A tikkun or tiqqun () is a book used by Jews to prepare for reading or writing a Torah scroll.  There are two types of tikkun, a tikkun kor'im and a tikkun soferim.

Tikkun qor'im

A tikkun kor'im or tiqqun qor'im (readers' tikkun) is a study guide used when preparing to chant [lein] the Torah reading from the Torah in a synagogue.  Each tikkun contains two renditions of the Masoretic Text in Hebrew. The right side of each page is written with the cantillation marks and vowel points, while the left is written in unpointed Hebrew, as it appears in the actual scroll. People who chant from the Torah must learn the tune and the pronunciation of the words beforehand, as the scroll itself has neither points nor cantillation marks, and because there are places where the word to be read (the qere) differs from that written (the kethib) in the scroll.

Tikkun soferim
A tiqqun soferim (scribes' tikkun) is similar, but is designed as a guide or model text for scribes writing a copy of the Torah by hand. It contains additional information of use to scribes, such as directions concerning writing particular words, traditions of calligraphic ornamentation, and information about spacing and justification. For instance, it helps the scribe to know how many letters there are per line, so a tikkun soferim gives the size of each line, measured in yud-widths (because yud is the smallest Hebrew letter).

+++

Problems and tasks =>
A. In the passage on the tikkun, how does a tikkun soferim measure the size of each line?
B. Write out everything in the passage on the tikkun from "A tikkun or" down to "in the scroll.".

Dataset extract =>
+++

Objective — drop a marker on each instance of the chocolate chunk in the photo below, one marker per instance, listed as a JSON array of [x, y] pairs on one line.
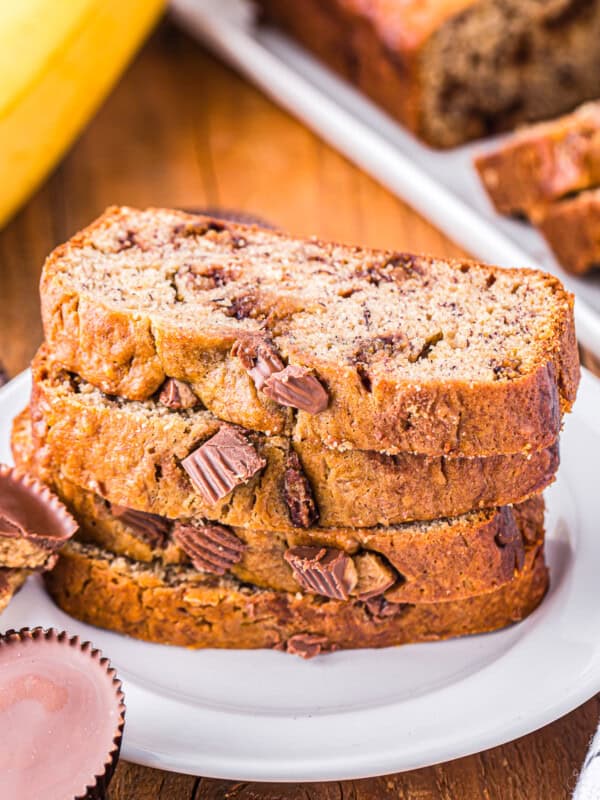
[[510, 536], [151, 528], [223, 462], [323, 570], [380, 608], [211, 548], [308, 645], [375, 576], [298, 388], [177, 395], [30, 510], [259, 358], [298, 494]]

+++

Responses per task =>
A. In yud-widths.

B.
A tikkun or tiqqun () is a book used by Jews to prepare for reading or writing a Torah scroll.  There are two types of tikkun, a tikkun kor'im and a tikkun soferim.

Tikkun qor'im

A tikkun kor'im or tiqqun qor'im (readers' tikkun) is a study guide used when preparing to chant [lein] the Torah reading from the Torah in a synagogue.  Each tikkun contains two renditions of the Masoretic Text in Hebrew. The right side of each page is written with the cantillation marks and vowel points, while the left is written in unpointed Hebrew, as it appears in the actual scroll. People who chant from the Torah must learn the tune and the pronunciation of the words beforehand, as the scroll itself has neither points nor cantillation marks, and because there are places where the word to be read (the qere) differs from that written (the kethib) in the scroll.